----- DATA EXCERPTS -----

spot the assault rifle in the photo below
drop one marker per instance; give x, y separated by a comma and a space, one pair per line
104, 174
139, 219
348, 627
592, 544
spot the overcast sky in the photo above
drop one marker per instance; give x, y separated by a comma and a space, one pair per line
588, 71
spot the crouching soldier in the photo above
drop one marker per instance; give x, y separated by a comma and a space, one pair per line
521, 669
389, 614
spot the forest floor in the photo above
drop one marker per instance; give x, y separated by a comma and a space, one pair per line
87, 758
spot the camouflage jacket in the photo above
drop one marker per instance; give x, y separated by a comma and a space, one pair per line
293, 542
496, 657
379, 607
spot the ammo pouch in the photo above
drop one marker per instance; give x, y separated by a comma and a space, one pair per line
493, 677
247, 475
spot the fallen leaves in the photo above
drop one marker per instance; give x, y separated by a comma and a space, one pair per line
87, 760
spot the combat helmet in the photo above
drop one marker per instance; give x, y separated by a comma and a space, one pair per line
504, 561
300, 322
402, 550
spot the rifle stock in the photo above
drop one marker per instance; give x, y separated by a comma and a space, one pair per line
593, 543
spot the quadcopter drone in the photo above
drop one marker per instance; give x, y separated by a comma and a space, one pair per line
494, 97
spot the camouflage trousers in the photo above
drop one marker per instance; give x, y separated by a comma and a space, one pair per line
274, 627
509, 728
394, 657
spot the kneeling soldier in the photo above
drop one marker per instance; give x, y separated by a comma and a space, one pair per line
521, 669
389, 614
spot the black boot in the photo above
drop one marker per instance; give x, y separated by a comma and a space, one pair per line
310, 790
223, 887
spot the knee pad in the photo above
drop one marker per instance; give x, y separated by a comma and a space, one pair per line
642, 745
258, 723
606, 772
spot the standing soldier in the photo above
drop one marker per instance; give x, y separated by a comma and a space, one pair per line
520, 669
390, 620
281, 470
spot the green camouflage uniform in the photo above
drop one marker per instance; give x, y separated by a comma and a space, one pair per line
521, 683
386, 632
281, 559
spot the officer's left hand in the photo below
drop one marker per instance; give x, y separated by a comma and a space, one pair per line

-----

YOUR OBJECTIVE: Copy out every line from the one that contains "spot the standing soldier in the photo above" through the end of the data, requests included. Scale each coordinate in the answers by 1.3 and round to the nearest whole number, with halves rounding up.

CORRECT ANSWER:
spot the standing soldier in the photo above
drop one marker per instance; give x, y separated by a comma and a space, one pair per line
676, 870
507, 806
365, 611
spot the green camouflage uniform in the photo above
drop one marker per instance; give x, y separated by a comma and a space, one pair per line
677, 888
502, 822
365, 727
spot the officer's left hand in the photo below
drop one marker per instance; give x, y separated by a comma and a space, one pair per line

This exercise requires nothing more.